[Point localization data]
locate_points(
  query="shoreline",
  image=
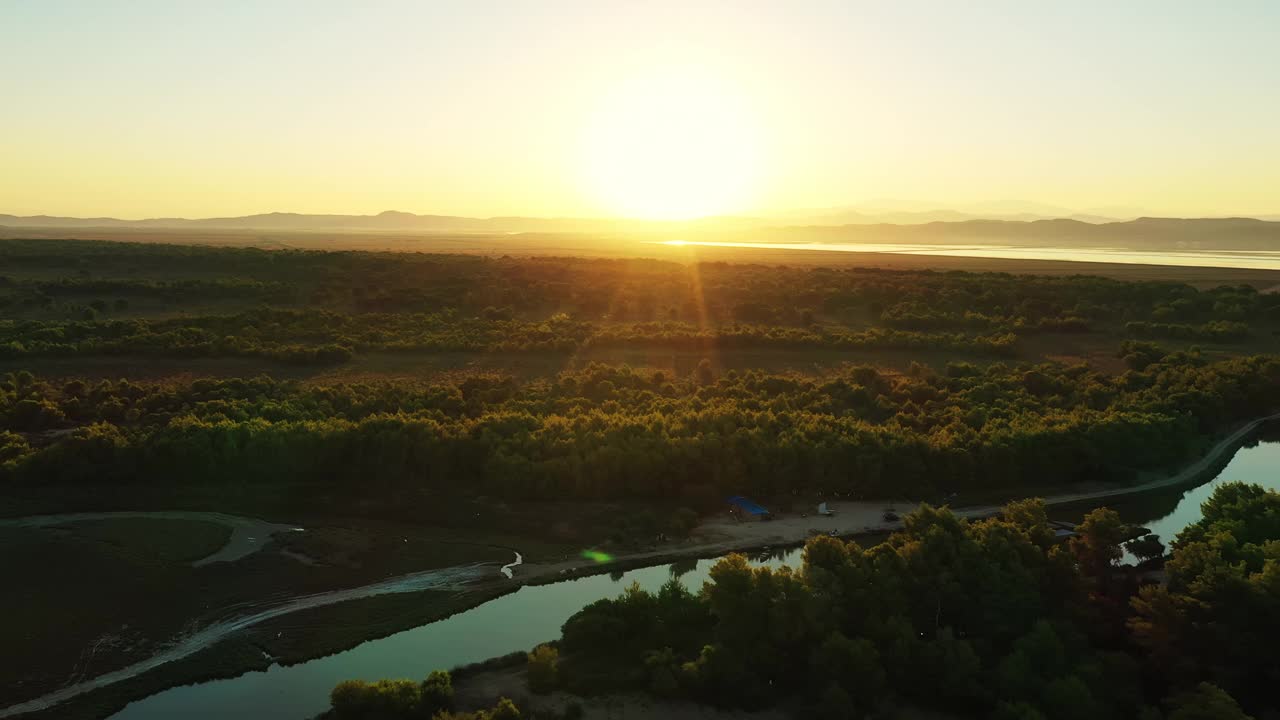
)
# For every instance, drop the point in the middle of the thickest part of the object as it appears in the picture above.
(728, 537)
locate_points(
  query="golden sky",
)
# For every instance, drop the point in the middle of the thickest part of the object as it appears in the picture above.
(647, 109)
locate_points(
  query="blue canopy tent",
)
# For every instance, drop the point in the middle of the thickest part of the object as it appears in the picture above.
(749, 507)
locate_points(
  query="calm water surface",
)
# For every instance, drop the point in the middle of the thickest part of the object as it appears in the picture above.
(507, 624)
(1168, 513)
(1256, 259)
(535, 614)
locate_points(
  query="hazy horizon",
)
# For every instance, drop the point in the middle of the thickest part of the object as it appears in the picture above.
(671, 110)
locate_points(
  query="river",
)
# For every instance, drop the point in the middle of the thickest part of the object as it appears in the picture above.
(535, 614)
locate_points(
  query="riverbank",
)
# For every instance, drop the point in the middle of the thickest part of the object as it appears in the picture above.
(712, 540)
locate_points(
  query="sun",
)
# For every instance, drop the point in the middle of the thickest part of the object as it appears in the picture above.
(673, 145)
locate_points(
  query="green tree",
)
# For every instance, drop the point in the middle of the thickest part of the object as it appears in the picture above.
(543, 669)
(1205, 702)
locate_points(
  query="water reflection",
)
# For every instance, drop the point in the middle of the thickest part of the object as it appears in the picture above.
(535, 614)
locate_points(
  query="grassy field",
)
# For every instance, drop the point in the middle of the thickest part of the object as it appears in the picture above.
(115, 589)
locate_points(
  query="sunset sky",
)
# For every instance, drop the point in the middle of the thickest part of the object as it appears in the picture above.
(648, 109)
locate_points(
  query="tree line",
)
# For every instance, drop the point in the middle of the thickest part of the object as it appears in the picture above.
(615, 432)
(984, 619)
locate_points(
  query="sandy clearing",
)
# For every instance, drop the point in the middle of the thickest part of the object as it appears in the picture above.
(248, 534)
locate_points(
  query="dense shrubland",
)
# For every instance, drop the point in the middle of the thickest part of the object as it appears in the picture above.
(83, 299)
(613, 432)
(986, 619)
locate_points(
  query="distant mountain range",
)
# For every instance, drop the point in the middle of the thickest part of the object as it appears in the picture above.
(813, 226)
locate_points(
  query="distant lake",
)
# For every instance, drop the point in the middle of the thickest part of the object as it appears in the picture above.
(1253, 259)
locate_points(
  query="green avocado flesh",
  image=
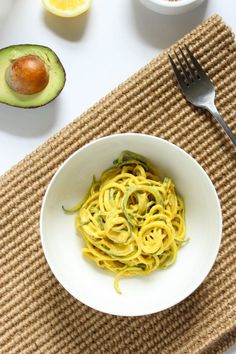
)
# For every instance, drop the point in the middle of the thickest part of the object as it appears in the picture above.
(54, 67)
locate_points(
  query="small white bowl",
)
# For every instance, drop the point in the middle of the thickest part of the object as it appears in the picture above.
(141, 295)
(171, 7)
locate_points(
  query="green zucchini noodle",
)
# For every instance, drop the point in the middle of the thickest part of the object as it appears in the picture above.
(132, 223)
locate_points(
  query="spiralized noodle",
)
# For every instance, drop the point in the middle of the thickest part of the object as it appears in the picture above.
(132, 223)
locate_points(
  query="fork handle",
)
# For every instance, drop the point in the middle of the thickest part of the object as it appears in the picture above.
(213, 110)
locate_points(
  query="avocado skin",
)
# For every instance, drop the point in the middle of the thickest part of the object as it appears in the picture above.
(36, 49)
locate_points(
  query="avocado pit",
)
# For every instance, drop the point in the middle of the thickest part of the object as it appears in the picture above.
(27, 75)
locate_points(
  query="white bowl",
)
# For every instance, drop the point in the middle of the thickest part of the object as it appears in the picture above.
(141, 295)
(171, 7)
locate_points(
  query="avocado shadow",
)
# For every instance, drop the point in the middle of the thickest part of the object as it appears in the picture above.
(28, 122)
(161, 31)
(71, 29)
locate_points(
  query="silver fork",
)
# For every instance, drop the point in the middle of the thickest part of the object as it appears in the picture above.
(196, 86)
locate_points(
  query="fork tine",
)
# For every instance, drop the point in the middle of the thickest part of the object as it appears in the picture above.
(196, 64)
(177, 72)
(187, 63)
(182, 67)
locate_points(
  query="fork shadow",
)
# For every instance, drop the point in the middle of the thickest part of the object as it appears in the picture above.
(161, 31)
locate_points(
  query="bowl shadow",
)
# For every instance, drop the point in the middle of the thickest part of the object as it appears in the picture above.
(71, 29)
(161, 31)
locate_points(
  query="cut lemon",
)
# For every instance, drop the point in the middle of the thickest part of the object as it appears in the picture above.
(66, 8)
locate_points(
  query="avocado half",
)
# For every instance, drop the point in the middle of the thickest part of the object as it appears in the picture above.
(31, 58)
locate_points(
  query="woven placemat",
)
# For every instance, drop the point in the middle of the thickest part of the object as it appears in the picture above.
(37, 315)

▶ TRY IT
Scan the entries above for the word "green". Report the lines that hold it.

▶ YOUR RESPONSE
  query="green tree",
  query="green avocado flesh",
  query="green zucchini noodle",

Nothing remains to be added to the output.